Start of Listed entries

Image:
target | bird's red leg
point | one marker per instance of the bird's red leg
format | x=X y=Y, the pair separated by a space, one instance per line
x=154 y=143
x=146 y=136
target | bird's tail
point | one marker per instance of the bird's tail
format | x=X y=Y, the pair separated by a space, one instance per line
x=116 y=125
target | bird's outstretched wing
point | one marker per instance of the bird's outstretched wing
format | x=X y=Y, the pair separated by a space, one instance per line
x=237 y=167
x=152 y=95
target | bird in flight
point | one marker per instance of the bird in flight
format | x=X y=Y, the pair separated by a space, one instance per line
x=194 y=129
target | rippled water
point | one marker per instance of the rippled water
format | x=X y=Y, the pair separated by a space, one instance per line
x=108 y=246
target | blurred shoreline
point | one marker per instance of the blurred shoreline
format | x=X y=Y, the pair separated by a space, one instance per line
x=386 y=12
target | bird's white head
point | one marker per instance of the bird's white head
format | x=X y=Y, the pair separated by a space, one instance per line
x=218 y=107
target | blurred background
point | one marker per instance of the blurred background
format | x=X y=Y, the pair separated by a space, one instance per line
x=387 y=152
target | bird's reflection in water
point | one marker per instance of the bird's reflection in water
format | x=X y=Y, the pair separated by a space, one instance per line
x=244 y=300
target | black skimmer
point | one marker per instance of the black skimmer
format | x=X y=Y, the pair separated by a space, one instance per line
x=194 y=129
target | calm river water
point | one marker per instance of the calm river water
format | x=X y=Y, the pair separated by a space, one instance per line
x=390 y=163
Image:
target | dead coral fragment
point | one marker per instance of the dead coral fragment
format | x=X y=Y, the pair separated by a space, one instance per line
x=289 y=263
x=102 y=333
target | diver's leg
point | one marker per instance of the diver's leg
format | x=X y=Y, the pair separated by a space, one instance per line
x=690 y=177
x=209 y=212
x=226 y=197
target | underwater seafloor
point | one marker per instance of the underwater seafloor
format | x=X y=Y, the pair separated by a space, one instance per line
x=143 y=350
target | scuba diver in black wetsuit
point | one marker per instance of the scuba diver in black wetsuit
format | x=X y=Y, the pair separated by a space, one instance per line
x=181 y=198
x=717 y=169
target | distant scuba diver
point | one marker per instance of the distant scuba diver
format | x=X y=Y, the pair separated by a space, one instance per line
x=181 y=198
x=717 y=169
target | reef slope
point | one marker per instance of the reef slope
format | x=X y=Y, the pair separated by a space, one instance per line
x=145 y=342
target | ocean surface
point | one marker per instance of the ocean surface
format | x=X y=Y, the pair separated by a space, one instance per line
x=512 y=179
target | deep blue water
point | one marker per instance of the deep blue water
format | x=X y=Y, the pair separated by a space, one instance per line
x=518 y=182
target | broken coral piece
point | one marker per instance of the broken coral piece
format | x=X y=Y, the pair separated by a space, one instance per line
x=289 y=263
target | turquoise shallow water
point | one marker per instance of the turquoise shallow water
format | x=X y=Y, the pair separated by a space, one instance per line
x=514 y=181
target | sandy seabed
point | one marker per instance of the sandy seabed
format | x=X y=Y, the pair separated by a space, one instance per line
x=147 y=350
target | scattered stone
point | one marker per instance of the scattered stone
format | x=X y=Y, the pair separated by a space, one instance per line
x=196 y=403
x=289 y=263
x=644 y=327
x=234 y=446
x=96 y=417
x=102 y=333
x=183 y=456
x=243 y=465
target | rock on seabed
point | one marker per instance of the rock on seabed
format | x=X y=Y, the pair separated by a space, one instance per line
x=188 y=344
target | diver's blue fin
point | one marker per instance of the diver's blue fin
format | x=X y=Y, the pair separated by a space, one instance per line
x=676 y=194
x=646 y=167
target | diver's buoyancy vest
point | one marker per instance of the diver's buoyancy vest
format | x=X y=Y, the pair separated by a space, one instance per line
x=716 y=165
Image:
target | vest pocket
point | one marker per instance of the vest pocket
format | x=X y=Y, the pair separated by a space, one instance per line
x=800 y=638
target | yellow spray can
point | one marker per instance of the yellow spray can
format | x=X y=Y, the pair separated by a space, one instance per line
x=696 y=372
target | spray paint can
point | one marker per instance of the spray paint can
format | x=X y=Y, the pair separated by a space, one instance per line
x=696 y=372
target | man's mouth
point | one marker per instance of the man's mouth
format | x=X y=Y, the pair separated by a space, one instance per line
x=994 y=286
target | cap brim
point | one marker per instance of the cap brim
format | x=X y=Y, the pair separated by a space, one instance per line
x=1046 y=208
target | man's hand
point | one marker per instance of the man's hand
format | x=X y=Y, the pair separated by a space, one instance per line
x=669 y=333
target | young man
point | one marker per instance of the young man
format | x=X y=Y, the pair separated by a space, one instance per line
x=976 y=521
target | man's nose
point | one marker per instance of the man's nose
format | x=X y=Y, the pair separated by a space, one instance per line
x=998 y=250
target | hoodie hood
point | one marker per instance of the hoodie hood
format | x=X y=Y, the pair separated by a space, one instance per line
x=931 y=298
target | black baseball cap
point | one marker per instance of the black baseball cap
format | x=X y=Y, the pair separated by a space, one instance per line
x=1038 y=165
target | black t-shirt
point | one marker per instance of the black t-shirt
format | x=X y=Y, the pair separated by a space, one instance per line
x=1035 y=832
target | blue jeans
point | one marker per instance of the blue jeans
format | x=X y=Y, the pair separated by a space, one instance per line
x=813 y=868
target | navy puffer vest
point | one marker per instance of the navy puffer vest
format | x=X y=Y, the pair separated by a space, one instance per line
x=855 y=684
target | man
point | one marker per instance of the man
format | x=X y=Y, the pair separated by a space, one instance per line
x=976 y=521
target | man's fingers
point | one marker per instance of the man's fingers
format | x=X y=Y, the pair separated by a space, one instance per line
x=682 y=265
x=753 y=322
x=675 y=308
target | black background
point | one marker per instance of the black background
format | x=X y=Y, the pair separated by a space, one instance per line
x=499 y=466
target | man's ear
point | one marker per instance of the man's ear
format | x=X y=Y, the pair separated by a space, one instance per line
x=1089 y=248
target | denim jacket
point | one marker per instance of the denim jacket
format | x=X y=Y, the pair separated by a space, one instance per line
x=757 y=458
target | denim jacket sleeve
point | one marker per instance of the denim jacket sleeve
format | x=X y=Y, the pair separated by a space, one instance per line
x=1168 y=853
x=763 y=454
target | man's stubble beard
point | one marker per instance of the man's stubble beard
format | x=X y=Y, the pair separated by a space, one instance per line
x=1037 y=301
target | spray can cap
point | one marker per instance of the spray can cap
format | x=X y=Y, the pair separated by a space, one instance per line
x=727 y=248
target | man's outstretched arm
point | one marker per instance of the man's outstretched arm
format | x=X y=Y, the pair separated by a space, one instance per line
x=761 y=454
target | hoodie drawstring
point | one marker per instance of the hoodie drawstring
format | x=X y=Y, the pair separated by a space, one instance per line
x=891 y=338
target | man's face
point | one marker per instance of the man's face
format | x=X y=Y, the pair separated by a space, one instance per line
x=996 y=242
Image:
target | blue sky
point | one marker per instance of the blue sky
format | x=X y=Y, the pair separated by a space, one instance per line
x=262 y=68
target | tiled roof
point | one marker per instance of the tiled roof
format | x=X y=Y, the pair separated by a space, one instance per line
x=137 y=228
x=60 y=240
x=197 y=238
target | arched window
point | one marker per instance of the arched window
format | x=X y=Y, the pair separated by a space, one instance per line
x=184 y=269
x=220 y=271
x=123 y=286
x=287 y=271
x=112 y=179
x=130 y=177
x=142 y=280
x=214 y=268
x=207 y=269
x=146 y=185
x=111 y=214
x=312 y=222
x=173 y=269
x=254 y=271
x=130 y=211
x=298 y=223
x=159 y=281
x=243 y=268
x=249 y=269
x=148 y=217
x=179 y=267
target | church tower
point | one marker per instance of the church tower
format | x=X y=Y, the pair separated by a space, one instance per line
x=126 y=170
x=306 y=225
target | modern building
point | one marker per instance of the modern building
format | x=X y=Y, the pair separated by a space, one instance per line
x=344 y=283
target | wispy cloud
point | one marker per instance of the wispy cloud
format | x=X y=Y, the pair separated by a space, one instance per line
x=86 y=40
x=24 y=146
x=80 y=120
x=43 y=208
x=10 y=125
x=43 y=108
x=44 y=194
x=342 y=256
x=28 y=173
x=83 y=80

End of Listed entries

What to work on
Beginning at the line above that contains "point | one marker per instance of the bird's white", return each line exactly through the line that contains "target | calm river water", and no others.

Reply
point | one marker per instance of the bird's white head
format | x=X y=Y, the pair separated by a space, one instance per line
x=218 y=107
target | blurred background
point | one marker per instance of the blurred background
format | x=X y=Y, the pair separated by a space, one instance per line
x=387 y=152
target | bird's reflection in water
point | one marker per instance of the bird's reflection in water
format | x=X y=Y, the pair separated by a space, one instance per line
x=244 y=300
target | black skimmer
point | one marker per instance of the black skimmer
format | x=X y=Y, the pair separated by a space, one instance per line
x=194 y=129
target | calm river water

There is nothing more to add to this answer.